======== PROVIDED DATA ========
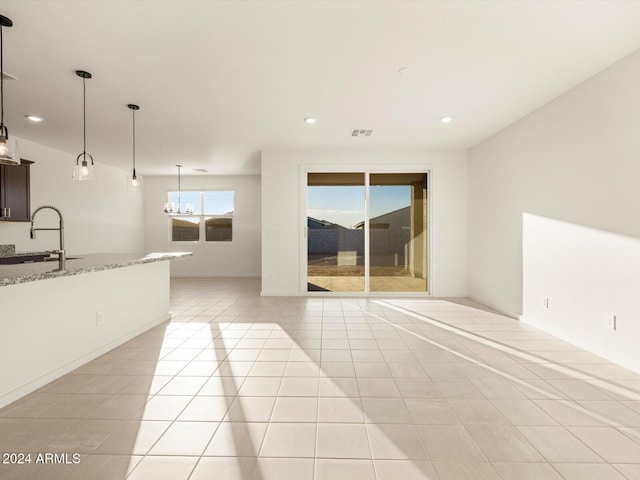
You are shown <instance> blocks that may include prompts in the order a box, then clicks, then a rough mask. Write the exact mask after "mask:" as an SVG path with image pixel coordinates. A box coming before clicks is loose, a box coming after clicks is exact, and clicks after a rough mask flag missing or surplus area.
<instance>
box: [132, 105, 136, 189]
mask: <svg viewBox="0 0 640 480" xmlns="http://www.w3.org/2000/svg"><path fill="white" fill-rule="evenodd" d="M131 112H132V115H133V178H136V111H135V110H134V109H131Z"/></svg>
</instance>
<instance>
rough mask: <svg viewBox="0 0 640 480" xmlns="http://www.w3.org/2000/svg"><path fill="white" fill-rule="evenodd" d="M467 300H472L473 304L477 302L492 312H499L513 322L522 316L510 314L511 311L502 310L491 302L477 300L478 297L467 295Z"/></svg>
mask: <svg viewBox="0 0 640 480" xmlns="http://www.w3.org/2000/svg"><path fill="white" fill-rule="evenodd" d="M467 298H470V299H471V300H473V301H474V302H478V303H481V304H483V305H485V306H487V307H489V308H491V309H493V310H495V311H496V312H500V313H501V314H502V315H505V316H507V317H510V318H513V319H514V320H520V317H521V316H522V315H521V314H520V313H517V312H512V311H511V310H507V309H505V308H502V307H500V306H498V305H496V304H494V303H492V302H487V301H486V300H484V299H482V298H479V297H474V296H473V295H469V296H468V297H467Z"/></svg>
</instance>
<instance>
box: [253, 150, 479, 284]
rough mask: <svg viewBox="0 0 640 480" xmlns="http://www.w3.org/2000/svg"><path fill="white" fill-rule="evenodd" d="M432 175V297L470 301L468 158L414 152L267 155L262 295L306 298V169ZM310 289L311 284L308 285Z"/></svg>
mask: <svg viewBox="0 0 640 480" xmlns="http://www.w3.org/2000/svg"><path fill="white" fill-rule="evenodd" d="M345 168H348V169H350V170H351V171H359V170H360V171H362V170H364V169H376V170H379V171H394V170H396V171H398V170H403V169H405V168H407V169H411V168H413V169H416V170H417V171H421V170H431V173H432V174H431V180H430V181H431V185H430V187H431V191H430V197H429V198H430V202H431V215H432V218H431V220H432V223H431V228H432V230H431V258H430V261H431V262H432V265H431V272H432V278H431V290H432V291H431V293H432V294H433V295H435V296H466V295H467V156H466V153H465V152H459V151H456V152H424V151H415V150H397V151H381V150H313V151H311V150H303V151H263V152H262V272H263V274H262V294H263V295H302V294H304V293H306V288H305V289H303V288H302V286H303V284H302V282H301V280H300V279H301V272H303V271H306V265H305V264H303V263H302V259H301V252H300V244H301V241H303V236H304V228H305V227H306V221H305V219H306V212H304V211H302V209H303V208H304V207H303V205H301V202H300V200H301V197H302V196H303V195H304V194H305V190H304V187H305V186H306V185H305V183H304V176H303V175H301V172H302V171H304V170H306V169H312V170H317V169H324V170H325V171H327V169H335V171H345V170H344V169H345ZM305 285H306V284H305Z"/></svg>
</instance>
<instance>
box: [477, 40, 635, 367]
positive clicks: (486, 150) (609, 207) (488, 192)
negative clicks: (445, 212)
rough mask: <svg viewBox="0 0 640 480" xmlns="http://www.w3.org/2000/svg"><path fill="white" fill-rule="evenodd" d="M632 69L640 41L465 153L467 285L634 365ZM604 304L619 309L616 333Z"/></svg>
mask: <svg viewBox="0 0 640 480" xmlns="http://www.w3.org/2000/svg"><path fill="white" fill-rule="evenodd" d="M638 78H640V51H637V52H635V53H633V54H631V55H629V56H628V57H625V58H624V59H622V60H621V61H619V62H618V63H616V64H614V65H612V66H611V67H609V68H607V69H606V70H604V71H602V72H601V73H599V74H597V75H595V76H594V77H592V78H590V79H589V80H587V81H585V82H584V83H582V84H580V85H578V86H577V87H575V88H573V89H572V90H570V91H569V92H567V93H565V94H563V95H562V96H560V97H558V98H557V99H555V100H554V101H552V102H550V103H549V104H547V105H546V106H544V107H542V108H541V109H539V110H537V111H536V112H534V113H532V114H531V115H529V116H527V117H525V118H523V119H522V120H520V121H518V122H516V123H515V124H513V125H511V126H510V127H508V128H506V129H505V130H503V131H502V132H500V133H498V134H497V135H495V136H494V137H492V138H490V139H488V140H487V141H485V142H483V143H481V144H480V145H478V146H476V147H474V148H473V149H471V150H470V152H469V218H470V222H469V279H470V295H471V296H472V297H473V298H475V299H477V300H479V301H481V302H483V303H486V304H487V305H490V306H493V307H495V308H498V309H500V310H502V311H505V312H509V313H511V314H513V315H514V316H517V315H519V314H522V320H523V321H525V322H528V323H531V324H535V325H536V326H538V327H540V328H543V329H545V330H547V331H549V332H551V333H554V334H556V335H558V336H560V337H561V338H563V339H565V340H567V341H570V342H573V343H574V344H578V345H580V346H581V347H583V348H586V349H588V350H591V351H593V352H595V353H597V354H600V355H601V356H604V357H607V358H610V359H612V360H614V361H617V362H619V363H623V364H625V365H627V366H631V367H632V368H638V367H640V355H639V354H638V353H635V352H634V351H633V348H631V347H630V346H629V345H628V344H627V343H625V342H624V341H623V338H624V337H625V336H629V337H630V338H638V336H639V335H640V320H638V319H640V305H638V304H637V301H635V300H634V299H637V298H640V286H639V285H638V283H637V281H636V280H633V279H634V278H636V277H637V272H638V271H640V268H639V267H640V262H639V260H638V258H640V257H639V254H640V247H639V246H638V245H637V244H638V242H637V240H638V237H640V221H638V218H639V217H638V215H639V212H640V194H639V193H638V192H639V189H638V185H640V160H639V159H640V134H639V132H640V110H639V109H638V105H640V84H638V81H637V79H638ZM625 239H627V240H625ZM629 239H630V240H629ZM634 240H635V241H634ZM621 245H624V248H621ZM523 265H524V268H523ZM605 265H607V267H606V268H605ZM632 271H635V276H634V275H630V274H631V272H632ZM587 278H588V279H589V281H585V279H587ZM558 279H562V281H558ZM629 282H632V285H633V288H632V289H631V290H629ZM578 286H579V287H578ZM545 298H548V307H546V306H545V305H544V299H545ZM606 313H611V314H616V315H617V316H618V330H616V331H615V332H612V331H611V330H608V329H606V328H605V327H604V325H603V316H604V315H605V314H606ZM636 350H637V349H636Z"/></svg>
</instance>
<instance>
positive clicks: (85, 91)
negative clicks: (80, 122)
mask: <svg viewBox="0 0 640 480" xmlns="http://www.w3.org/2000/svg"><path fill="white" fill-rule="evenodd" d="M86 80H87V79H86V78H84V77H82V155H83V157H82V158H83V160H86V159H87V86H86ZM92 163H93V162H92Z"/></svg>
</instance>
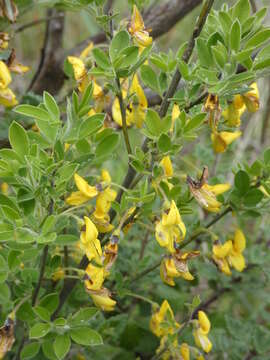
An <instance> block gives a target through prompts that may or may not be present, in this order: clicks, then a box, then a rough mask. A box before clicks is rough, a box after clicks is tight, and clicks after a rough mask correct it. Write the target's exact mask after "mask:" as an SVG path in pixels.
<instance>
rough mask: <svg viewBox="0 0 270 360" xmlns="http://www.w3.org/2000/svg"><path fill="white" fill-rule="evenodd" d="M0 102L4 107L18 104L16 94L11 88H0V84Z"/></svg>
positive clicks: (7, 106) (12, 106)
mask: <svg viewBox="0 0 270 360" xmlns="http://www.w3.org/2000/svg"><path fill="white" fill-rule="evenodd" d="M0 82H1V80H0ZM0 104H1V105H3V106H5V107H13V106H15V105H17V104H18V101H17V99H16V95H15V94H14V92H13V91H12V90H11V89H9V88H6V89H1V86H0Z"/></svg>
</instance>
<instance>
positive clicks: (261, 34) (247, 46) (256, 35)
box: [245, 28, 270, 50]
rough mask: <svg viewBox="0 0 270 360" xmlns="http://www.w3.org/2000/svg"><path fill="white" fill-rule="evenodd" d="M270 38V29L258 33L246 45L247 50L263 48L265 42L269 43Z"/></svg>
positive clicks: (249, 40)
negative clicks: (250, 48)
mask: <svg viewBox="0 0 270 360" xmlns="http://www.w3.org/2000/svg"><path fill="white" fill-rule="evenodd" d="M269 38H270V29H269V28H267V29H263V30H261V31H259V32H257V33H256V34H255V35H253V36H252V37H251V39H249V40H248V41H247V43H246V46H245V49H249V48H253V50H254V48H256V47H258V46H261V45H262V44H263V43H264V42H265V41H267V40H268V39H269Z"/></svg>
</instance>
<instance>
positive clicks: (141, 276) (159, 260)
mask: <svg viewBox="0 0 270 360" xmlns="http://www.w3.org/2000/svg"><path fill="white" fill-rule="evenodd" d="M231 211H232V208H231V207H228V208H227V209H226V210H224V211H223V212H222V213H221V214H219V215H217V216H216V217H215V218H214V219H213V220H211V221H210V222H209V223H208V224H207V225H206V226H205V228H206V229H208V228H209V227H211V226H212V225H214V224H215V223H216V222H218V221H219V220H220V219H222V218H223V217H224V216H225V215H226V214H228V213H229V212H231ZM201 234H202V231H200V232H195V233H194V234H193V235H191V236H190V238H189V239H187V240H185V241H183V242H182V243H181V244H180V245H179V249H183V248H184V247H186V246H187V245H188V244H190V243H191V242H192V241H194V240H196V239H197V238H198V237H199V236H200V235H201ZM161 261H162V259H159V260H158V261H157V262H156V263H155V264H154V265H152V266H150V267H148V268H147V269H145V270H144V271H142V272H141V273H139V274H138V275H136V276H135V277H133V278H132V279H131V282H135V281H137V280H139V279H141V278H142V277H144V276H145V275H147V274H149V273H150V272H152V271H153V270H155V269H157V268H158V267H159V266H160V264H161Z"/></svg>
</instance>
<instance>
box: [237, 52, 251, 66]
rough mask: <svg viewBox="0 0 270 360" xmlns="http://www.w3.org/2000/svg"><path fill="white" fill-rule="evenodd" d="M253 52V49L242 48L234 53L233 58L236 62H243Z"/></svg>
mask: <svg viewBox="0 0 270 360" xmlns="http://www.w3.org/2000/svg"><path fill="white" fill-rule="evenodd" d="M252 53H253V49H248V50H243V51H240V52H239V53H237V54H236V55H235V58H236V60H237V61H238V62H240V63H241V62H243V61H245V60H247V59H249V58H250V56H251V55H252Z"/></svg>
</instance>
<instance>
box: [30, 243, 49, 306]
mask: <svg viewBox="0 0 270 360" xmlns="http://www.w3.org/2000/svg"><path fill="white" fill-rule="evenodd" d="M48 250H49V245H46V246H45V247H44V249H43V253H42V257H41V261H40V272H39V278H38V283H37V285H36V287H35V290H34V293H33V297H32V306H35V304H36V301H37V297H38V293H39V290H40V288H41V283H42V280H43V276H44V271H45V266H46V260H47V257H48Z"/></svg>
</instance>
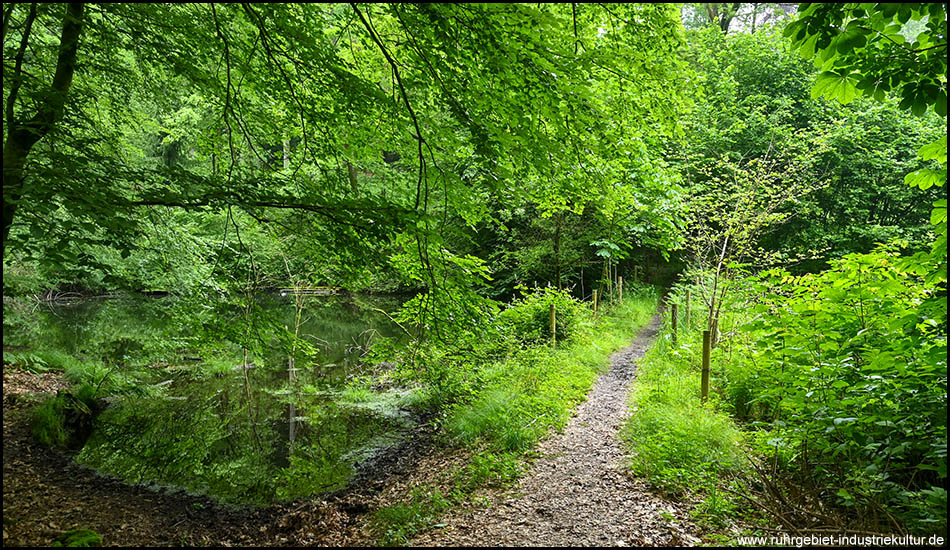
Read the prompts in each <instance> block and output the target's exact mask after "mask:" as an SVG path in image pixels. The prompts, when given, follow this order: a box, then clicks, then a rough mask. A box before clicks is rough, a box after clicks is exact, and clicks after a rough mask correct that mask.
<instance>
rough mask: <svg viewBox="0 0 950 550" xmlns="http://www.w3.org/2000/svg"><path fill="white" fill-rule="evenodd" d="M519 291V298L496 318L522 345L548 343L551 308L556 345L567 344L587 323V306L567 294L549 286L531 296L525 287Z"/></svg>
mask: <svg viewBox="0 0 950 550" xmlns="http://www.w3.org/2000/svg"><path fill="white" fill-rule="evenodd" d="M520 290H521V291H522V292H523V296H522V297H521V298H520V299H518V300H515V301H513V302H511V303H510V304H509V305H508V307H506V308H505V309H504V310H503V311H502V312H501V313H500V314H499V315H498V325H499V327H500V328H501V330H502V331H503V332H504V333H507V334H510V335H511V336H513V337H514V338H515V339H517V340H518V341H519V342H520V343H521V344H522V345H523V346H538V345H542V344H547V343H550V342H551V306H552V305H553V306H554V309H555V327H556V328H555V330H556V332H557V334H556V336H557V342H558V344H561V343H564V344H569V343H571V342H572V341H573V340H575V339H576V337H577V336H578V334H580V333H581V332H582V329H583V324H584V323H585V322H589V321H590V318H591V316H590V307H589V305H588V304H584V303H583V302H580V301H578V300H576V299H574V298H572V297H571V296H570V294H569V293H568V292H567V291H563V290H557V289H554V288H552V287H543V288H538V289H535V290H534V291H533V292H531V293H529V292H528V289H526V288H521V289H520Z"/></svg>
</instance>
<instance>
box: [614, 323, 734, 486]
mask: <svg viewBox="0 0 950 550" xmlns="http://www.w3.org/2000/svg"><path fill="white" fill-rule="evenodd" d="M681 327H682V328H681V332H680V335H679V341H678V345H677V346H675V347H674V346H673V345H672V337H671V334H670V330H669V323H667V324H665V325H664V328H663V329H662V330H661V332H660V335H659V337H658V338H657V342H656V344H655V345H654V346H653V348H651V349H650V350H649V351H648V352H647V354H646V355H645V356H644V357H643V359H641V360H640V362H639V369H638V374H637V380H636V382H635V384H634V391H632V392H631V395H630V403H631V407H632V408H633V411H634V414H633V415H632V416H631V417H630V419H629V420H628V421H627V423H626V425H625V426H624V429H623V435H624V438H625V440H626V441H627V442H628V444H629V446H630V448H631V450H632V451H633V459H632V462H631V468H632V469H633V471H634V472H635V473H637V474H638V475H641V476H643V477H645V478H646V479H647V480H648V481H649V482H650V483H652V484H653V485H654V486H656V487H658V488H661V489H663V490H665V491H666V492H668V493H671V494H675V495H681V494H683V493H685V492H688V491H694V490H704V491H714V490H715V486H716V482H717V481H718V480H721V479H722V478H723V476H728V475H731V474H733V473H735V472H737V471H739V470H740V469H741V468H742V466H743V460H744V459H743V457H742V452H741V447H740V444H741V441H742V435H741V432H740V431H739V429H738V428H737V427H736V426H735V424H734V423H733V422H732V420H731V419H730V418H729V417H728V416H727V415H726V414H724V413H722V412H720V411H719V410H717V404H716V403H717V397H718V396H717V395H716V394H713V395H711V396H710V401H709V402H708V403H706V404H703V403H701V401H700V370H699V364H700V357H699V354H700V352H701V347H700V342H699V340H698V339H697V338H696V337H695V335H696V334H698V331H695V330H688V329H687V328H686V327H683V326H682V325H681Z"/></svg>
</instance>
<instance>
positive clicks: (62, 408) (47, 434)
mask: <svg viewBox="0 0 950 550" xmlns="http://www.w3.org/2000/svg"><path fill="white" fill-rule="evenodd" d="M31 426H32V431H33V437H35V438H36V440H37V441H39V442H40V444H42V445H45V446H47V447H65V446H66V441H67V440H68V439H69V434H68V433H67V431H66V414H65V400H64V399H62V398H59V397H56V398H53V399H47V400H46V401H44V402H43V403H41V404H39V405H37V406H36V408H35V409H33V417H32V422H31Z"/></svg>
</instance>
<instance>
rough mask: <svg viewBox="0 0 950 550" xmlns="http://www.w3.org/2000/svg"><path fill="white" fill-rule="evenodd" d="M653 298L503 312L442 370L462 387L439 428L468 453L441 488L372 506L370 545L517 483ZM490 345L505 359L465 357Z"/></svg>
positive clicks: (526, 298)
mask: <svg viewBox="0 0 950 550" xmlns="http://www.w3.org/2000/svg"><path fill="white" fill-rule="evenodd" d="M657 299H658V297H657V292H656V289H655V288H653V287H645V286H644V287H630V288H629V289H628V298H627V299H626V300H624V301H623V302H622V303H615V304H612V305H610V306H609V307H607V308H604V309H602V310H601V311H600V312H599V314H598V315H597V316H596V318H595V317H594V316H593V315H592V314H591V312H590V309H589V304H584V303H581V302H577V301H575V300H573V299H571V298H569V297H567V296H566V295H564V294H563V293H558V292H557V291H553V290H550V289H547V290H541V291H538V292H536V293H535V294H533V295H528V296H526V297H524V298H523V299H522V300H519V301H516V302H515V303H513V304H512V305H511V306H510V307H509V308H508V309H507V310H505V311H503V312H502V313H501V314H500V315H499V321H498V326H499V327H500V334H499V335H498V337H497V338H496V339H494V340H492V341H487V342H486V343H485V344H484V345H483V346H482V347H481V349H477V350H473V351H474V353H472V354H469V356H468V357H469V358H468V359H456V360H455V361H454V363H453V364H450V365H443V368H446V369H447V368H448V367H450V366H455V367H457V370H456V375H457V377H456V379H455V380H456V384H458V385H459V386H460V387H462V388H464V389H463V390H461V391H456V392H455V395H457V396H460V397H459V398H457V399H456V400H455V402H454V403H452V404H450V405H449V406H448V407H446V408H445V409H444V410H443V412H442V417H443V422H442V424H443V426H444V428H445V432H446V434H447V437H448V439H449V442H450V444H455V445H462V446H464V447H467V448H472V449H477V451H476V453H475V454H474V455H473V457H472V458H471V459H470V460H469V461H468V463H467V464H466V465H465V466H463V467H461V468H459V469H457V470H456V471H455V472H453V473H451V474H450V476H451V479H450V480H449V482H448V483H447V486H448V487H450V488H449V489H448V490H446V489H445V488H441V489H440V488H437V487H431V486H427V487H418V488H416V489H415V490H414V492H413V494H412V497H411V498H410V499H409V501H407V502H405V503H402V504H397V505H394V506H389V507H386V508H382V509H380V510H378V511H377V512H376V513H375V514H374V515H373V517H372V519H371V521H370V526H371V528H372V529H373V531H374V533H375V534H376V536H377V539H378V542H379V543H380V544H382V545H401V544H406V543H408V542H409V541H410V540H411V539H412V537H413V536H414V535H415V534H417V533H418V532H420V531H422V530H424V529H426V528H428V527H430V526H431V525H432V524H433V523H435V522H436V520H437V518H438V517H439V516H440V515H441V514H442V513H443V512H444V511H445V510H446V509H447V508H449V507H451V506H455V505H460V504H463V503H466V502H469V501H470V500H471V498H472V495H473V494H474V493H475V492H476V491H477V490H478V489H479V488H482V487H486V486H492V485H506V484H509V483H511V482H513V481H515V480H516V479H518V477H519V475H520V474H521V467H522V464H523V460H524V458H525V456H526V455H527V454H528V453H530V450H531V449H532V448H534V446H535V445H536V444H537V443H538V441H539V440H540V439H541V438H542V437H544V436H545V435H547V434H549V433H550V432H551V430H552V429H560V428H562V427H563V426H564V424H565V423H566V422H567V420H568V419H569V417H570V412H571V410H572V409H573V408H574V407H575V406H576V405H577V404H579V403H580V402H581V401H583V399H584V398H585V396H586V395H587V392H588V391H589V390H590V388H591V387H592V385H593V383H594V381H595V380H596V378H597V376H598V375H599V374H600V373H602V372H603V371H604V369H605V368H607V367H608V366H609V365H608V356H609V355H610V354H611V353H612V352H613V351H615V350H616V349H617V348H619V347H621V346H623V345H626V344H627V343H629V341H630V339H631V337H632V336H633V335H634V334H636V332H637V331H638V330H639V328H640V327H641V326H643V325H644V324H646V323H647V322H648V321H649V319H650V317H651V316H652V314H653V312H654V311H655V310H656V304H657ZM551 303H555V304H556V308H557V312H558V327H559V328H558V331H559V332H560V326H561V325H560V323H561V322H562V320H563V322H564V323H565V324H566V325H567V327H569V328H567V327H566V329H565V330H564V336H565V337H564V338H563V339H562V338H560V337H559V339H558V344H557V347H552V346H551V344H550V328H549V327H550V324H549V323H550V317H549V314H550V313H549V312H550V304H551ZM499 342H506V343H508V344H510V345H511V349H509V351H508V353H506V354H503V355H501V356H500V357H496V358H495V359H494V360H486V361H482V362H478V361H473V360H472V359H471V357H472V356H479V355H481V356H483V357H484V356H489V357H490V356H491V353H490V350H491V349H493V348H494V349H498V348H499ZM512 350H513V351H512ZM444 357H445V356H443V359H444ZM459 372H462V373H464V374H465V375H464V376H458V373H459ZM442 387H444V385H443V386H442ZM443 395H444V394H443Z"/></svg>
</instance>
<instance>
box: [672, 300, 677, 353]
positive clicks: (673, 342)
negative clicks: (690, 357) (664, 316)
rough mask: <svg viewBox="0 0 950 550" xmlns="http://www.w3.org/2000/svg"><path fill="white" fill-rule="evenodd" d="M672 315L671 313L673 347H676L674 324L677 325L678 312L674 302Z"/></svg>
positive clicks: (675, 325) (675, 329)
mask: <svg viewBox="0 0 950 550" xmlns="http://www.w3.org/2000/svg"><path fill="white" fill-rule="evenodd" d="M672 315H673V317H672V321H673V347H674V348H675V347H676V329H677V326H676V325H677V320H678V318H679V312H678V311H677V305H676V302H674V303H673V311H672Z"/></svg>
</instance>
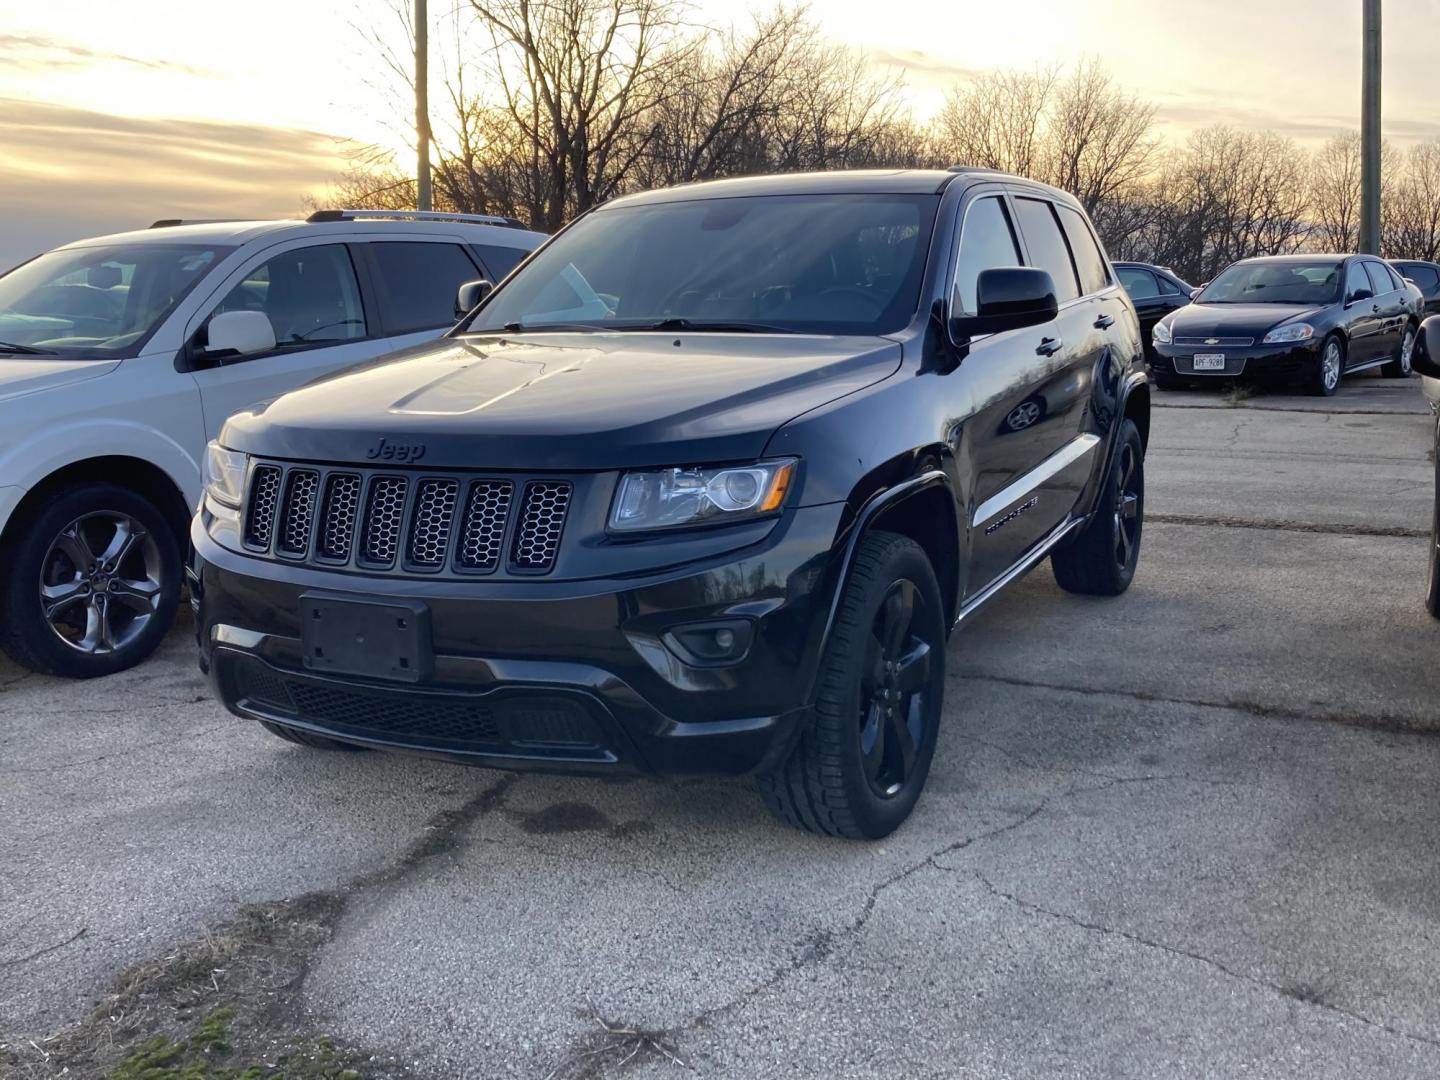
========
▸ PROBLEM TO WORK ON: "correct" is the word to look for; copy every line of the data that has it.

▸ SOLUTION FOR THIS PROBLEM:
An <instance> block gives a target through prompts that may or may not be present, in this order: clicks, then a box, then a rough mask. A box before clicks is rough, a box after clicks is tight, and clicks after a rough mask correct it. Write the target's exact mask after "mask:" as an SVG path in pixels.
Read the prompts in each <instance> block and output the target's exact mask after "mask:" as an SVG path in image pixels. The prompts, when given, follow this order: a box, then clicks, then a rough mask. A box before clicks is rough, a box after clicks is exact, and clicks after a rough mask correct that mask.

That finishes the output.